(Text segment)
If I’m gambling and losing money each bet, that is bad. If I’m losing a little less money each time I bet, that is still bad because I’m still losing money. The fact that I’m losing a little less each time doesn’t negate the fact that money is being lost.
Missing Context
The other key point mentioned above is data being presented without the full context. If you want to see the power of this, watch a contentious news story on television. First watch it on Fox News, then watch it on CNN. I picked these two networks because they are the more popular networks. You’ll find that very different statements can be made by both networks that are true, but missing details.
One example of data with missing context was used this week on the same social media thread that the above HSE charts were used. In this case, a poster commented that 95.5% of people are at work. As such, they made the point that since people could go to work, kids should be able to go to schools in-person too.
While the data point of 95.5% of people being at work might be true (I’ve not verified it, but it sounds reasonable), responders on social media were quick to point out that the use of that data point is the manner it was presented was misleading. While 95.5% of people might be working, many of those working were remote with no plans to go back into their offices in the near future. The fact was, 95.5% of people might be working, but that number in no way reflects the number of people working at offices outside of their homes, which is what the poster implied.
This same problem in data context can be seen when unemployment numbers are presented. The unemployment numbers reported in the news do not reflect the number of people who are out of work and looking for a job. To repeat, unemployment numbers do not reflect the number of people unemployed. Those numbers also do not reflect the number of people who are under-employed. Underemployment, however, is a different topic.
(End Text segment)
(Available data)
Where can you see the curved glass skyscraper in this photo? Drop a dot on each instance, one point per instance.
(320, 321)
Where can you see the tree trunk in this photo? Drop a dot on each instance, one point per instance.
(End Available data)
- [Things to do]:
1. In the text on misleading data, why did the writer choose Fox News and CNN for the comparison?
2. From the text on misleading data, extract the passage starting with "If I’m gambling" and going on through "is being lost.".

- [Task-by-task outputs]:
1. They are the more popular networks.

2.
If I’m gambling and losing money each bet, that is bad. If I’m losing a little less money each time I bet, that is still bad because I’m still losing money. The fact that I’m losing a little less each time doesn’t negate the fact that money is being lost.